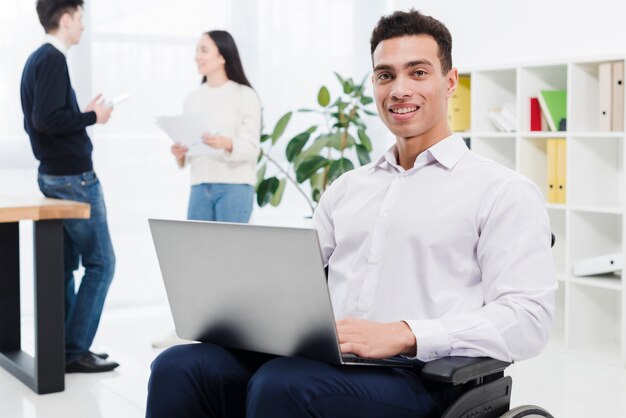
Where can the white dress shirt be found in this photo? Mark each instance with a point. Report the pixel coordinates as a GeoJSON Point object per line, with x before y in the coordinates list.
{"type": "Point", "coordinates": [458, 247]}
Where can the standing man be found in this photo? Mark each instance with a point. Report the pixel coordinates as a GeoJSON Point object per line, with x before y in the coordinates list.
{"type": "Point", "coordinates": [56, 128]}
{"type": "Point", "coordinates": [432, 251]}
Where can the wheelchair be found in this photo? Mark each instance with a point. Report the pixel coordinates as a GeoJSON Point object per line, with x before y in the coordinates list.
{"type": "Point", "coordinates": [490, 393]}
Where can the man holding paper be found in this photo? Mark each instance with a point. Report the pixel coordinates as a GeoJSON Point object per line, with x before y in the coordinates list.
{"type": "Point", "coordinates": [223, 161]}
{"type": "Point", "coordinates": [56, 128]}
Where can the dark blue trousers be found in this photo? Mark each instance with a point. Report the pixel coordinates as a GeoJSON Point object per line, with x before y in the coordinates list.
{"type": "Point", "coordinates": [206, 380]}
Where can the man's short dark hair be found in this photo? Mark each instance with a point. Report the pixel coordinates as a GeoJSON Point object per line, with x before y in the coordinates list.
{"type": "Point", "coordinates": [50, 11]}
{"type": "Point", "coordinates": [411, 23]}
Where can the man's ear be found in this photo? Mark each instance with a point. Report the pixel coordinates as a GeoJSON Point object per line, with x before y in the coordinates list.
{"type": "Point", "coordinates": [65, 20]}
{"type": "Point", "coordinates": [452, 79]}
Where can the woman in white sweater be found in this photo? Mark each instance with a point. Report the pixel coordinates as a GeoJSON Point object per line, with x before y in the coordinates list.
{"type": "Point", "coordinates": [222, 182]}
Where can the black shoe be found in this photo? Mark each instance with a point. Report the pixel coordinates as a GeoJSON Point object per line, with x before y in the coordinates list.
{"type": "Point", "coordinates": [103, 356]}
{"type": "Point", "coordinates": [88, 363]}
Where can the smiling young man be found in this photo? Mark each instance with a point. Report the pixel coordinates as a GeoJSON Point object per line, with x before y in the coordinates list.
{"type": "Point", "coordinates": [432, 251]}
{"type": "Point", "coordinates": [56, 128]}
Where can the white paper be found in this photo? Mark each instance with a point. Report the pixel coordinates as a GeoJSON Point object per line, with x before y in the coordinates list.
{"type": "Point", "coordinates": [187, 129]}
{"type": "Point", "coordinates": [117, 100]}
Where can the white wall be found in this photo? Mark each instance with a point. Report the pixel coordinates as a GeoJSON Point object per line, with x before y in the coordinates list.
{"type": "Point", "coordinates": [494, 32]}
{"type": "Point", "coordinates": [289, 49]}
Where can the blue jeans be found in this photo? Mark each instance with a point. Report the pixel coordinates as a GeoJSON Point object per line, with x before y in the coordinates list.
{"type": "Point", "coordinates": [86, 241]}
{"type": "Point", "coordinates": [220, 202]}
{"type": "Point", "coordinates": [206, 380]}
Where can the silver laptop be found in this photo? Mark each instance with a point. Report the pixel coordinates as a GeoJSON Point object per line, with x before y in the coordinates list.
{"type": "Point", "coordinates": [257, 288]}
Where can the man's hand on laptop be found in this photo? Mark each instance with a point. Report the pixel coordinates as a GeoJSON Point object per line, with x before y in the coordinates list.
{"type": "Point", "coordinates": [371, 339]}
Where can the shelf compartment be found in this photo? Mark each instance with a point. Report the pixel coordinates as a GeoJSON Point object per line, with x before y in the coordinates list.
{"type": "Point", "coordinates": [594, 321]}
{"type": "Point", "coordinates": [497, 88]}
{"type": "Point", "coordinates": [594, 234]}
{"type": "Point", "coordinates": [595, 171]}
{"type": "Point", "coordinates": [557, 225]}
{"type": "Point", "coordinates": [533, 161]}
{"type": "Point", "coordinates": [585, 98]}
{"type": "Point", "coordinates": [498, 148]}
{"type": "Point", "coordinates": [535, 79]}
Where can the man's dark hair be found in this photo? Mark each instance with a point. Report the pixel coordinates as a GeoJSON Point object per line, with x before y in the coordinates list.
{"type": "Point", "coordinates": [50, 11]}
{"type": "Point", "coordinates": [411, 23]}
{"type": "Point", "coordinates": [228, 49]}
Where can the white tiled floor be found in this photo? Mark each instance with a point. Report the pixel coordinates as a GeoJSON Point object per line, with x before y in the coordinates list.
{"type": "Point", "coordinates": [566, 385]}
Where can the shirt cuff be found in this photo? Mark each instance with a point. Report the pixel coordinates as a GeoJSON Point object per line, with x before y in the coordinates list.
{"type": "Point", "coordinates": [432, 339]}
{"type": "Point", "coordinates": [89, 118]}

> **WHAT IS NEEDED**
Copy out every item above word for word, leaving out the pictures.

> **WRITTEN RESPONSE**
Where can the white dress shirt be found in this photo? Mark each instance with a point. Report the pixel coordinates as a GeoJSON Point object per line, with x before y in the coordinates list.
{"type": "Point", "coordinates": [458, 247]}
Where can the standing man be found in this photo? Mark each instance with a point. Report the pixel coordinates as a GeoJSON Point object per line, with x before y in the coordinates list.
{"type": "Point", "coordinates": [56, 128]}
{"type": "Point", "coordinates": [432, 251]}
Where can the wheelchair be found in this photo? Mark each instance with a point. Report the pixel coordinates as a GeoJSON Point object per line, with x before y in the coordinates list.
{"type": "Point", "coordinates": [490, 393]}
Where can the man holding paper be found in this photo? Mark each instance with a point. Report the pixel coordinates as a GeoJSON Point object per line, with x before y in the coordinates list.
{"type": "Point", "coordinates": [223, 161]}
{"type": "Point", "coordinates": [56, 128]}
Where can the dark blue trousers be found in this photo? Mark each instance with a point. Report the pixel coordinates as a GeoJSON Point object per line, with x before y in the coordinates list.
{"type": "Point", "coordinates": [206, 380]}
Where can the man's short dark hair be found in this photo? Mark each instance with a point. Report the pixel coordinates as a GeoJSON Point object per line, with x before y in the coordinates list.
{"type": "Point", "coordinates": [50, 11]}
{"type": "Point", "coordinates": [411, 23]}
Where can the man's ear be found in this photo? Mark each instance with a point. Report the pixel coordinates as a GeoJSON Point object per line, with x before y in the coordinates list.
{"type": "Point", "coordinates": [65, 20]}
{"type": "Point", "coordinates": [452, 79]}
Where can the woman in white sweater be found in this photo? Mark each instance with a point. Report the pixel coordinates as a GeoJSON Point object per line, with x before y in the coordinates list.
{"type": "Point", "coordinates": [222, 182]}
Where can the black shoe be found in this photo? Mark each instance with a point. Report the pixel coordinates as a GeoJSON Point object per line, with x before y in the coordinates list.
{"type": "Point", "coordinates": [103, 356]}
{"type": "Point", "coordinates": [88, 363]}
Where can the smiling young man be found in this photo? Mark each instance with a point. Report the pixel coordinates as a GeoJSON Point object per line, with x before y in the coordinates list.
{"type": "Point", "coordinates": [432, 251]}
{"type": "Point", "coordinates": [56, 128]}
Where can the white paper be found in this photo? Mark each instance with a point. Report the pixel coordinates as a GeoJSON Point object per line, with x before y in the coordinates list.
{"type": "Point", "coordinates": [187, 129]}
{"type": "Point", "coordinates": [117, 100]}
Where can the white wall be found in this photo? Mark each instance with a point. Report the pixel coordinates as a GeoJSON Point object per line, with x before y in the coordinates list.
{"type": "Point", "coordinates": [494, 32]}
{"type": "Point", "coordinates": [289, 49]}
Where can the blue jeans be found in this photo? Mark each instance with a point. Report the pixel coordinates as a GeoJSON Point object per line, with x before y in the coordinates list.
{"type": "Point", "coordinates": [86, 241]}
{"type": "Point", "coordinates": [220, 202]}
{"type": "Point", "coordinates": [206, 380]}
Where can the silver laptop be found in this photo? Mark each instance with a point. Report the pixel coordinates as a GeoJSON Point object per line, with x before y in the coordinates list.
{"type": "Point", "coordinates": [257, 288]}
Where can the man's hand on laptop be found in this photo? Mark each instance with a point. Report the pixel coordinates as a GeoJSON Point object per line, with x before y in the coordinates list.
{"type": "Point", "coordinates": [371, 339]}
Where can the shelf compartment be found in this photo? Mark each instance with a point. Report the pixel coordinates as a GeoJSON Point object per line, with x before y in the coordinates list.
{"type": "Point", "coordinates": [594, 321]}
{"type": "Point", "coordinates": [497, 88]}
{"type": "Point", "coordinates": [594, 234]}
{"type": "Point", "coordinates": [595, 171]}
{"type": "Point", "coordinates": [557, 225]}
{"type": "Point", "coordinates": [533, 161]}
{"type": "Point", "coordinates": [585, 98]}
{"type": "Point", "coordinates": [498, 148]}
{"type": "Point", "coordinates": [535, 79]}
Where can the man's dark hair be found in this photo? Mark each instance with a point. Report the pixel coordinates as a GeoJSON Point object per line, with x before y in the coordinates list.
{"type": "Point", "coordinates": [50, 11]}
{"type": "Point", "coordinates": [411, 23]}
{"type": "Point", "coordinates": [228, 49]}
Where can the white tiled floor be found in this photo? Mark each instance with a point. Report the pixel coordinates as a GeoJSON Point object per line, with x before y in the coordinates list.
{"type": "Point", "coordinates": [566, 385]}
Where can the shirt cuff be found in this photo? Mark each instance with a point. Report the pixel coordinates as a GeoJSON Point object per line, with x before y in the coordinates list.
{"type": "Point", "coordinates": [432, 339]}
{"type": "Point", "coordinates": [89, 118]}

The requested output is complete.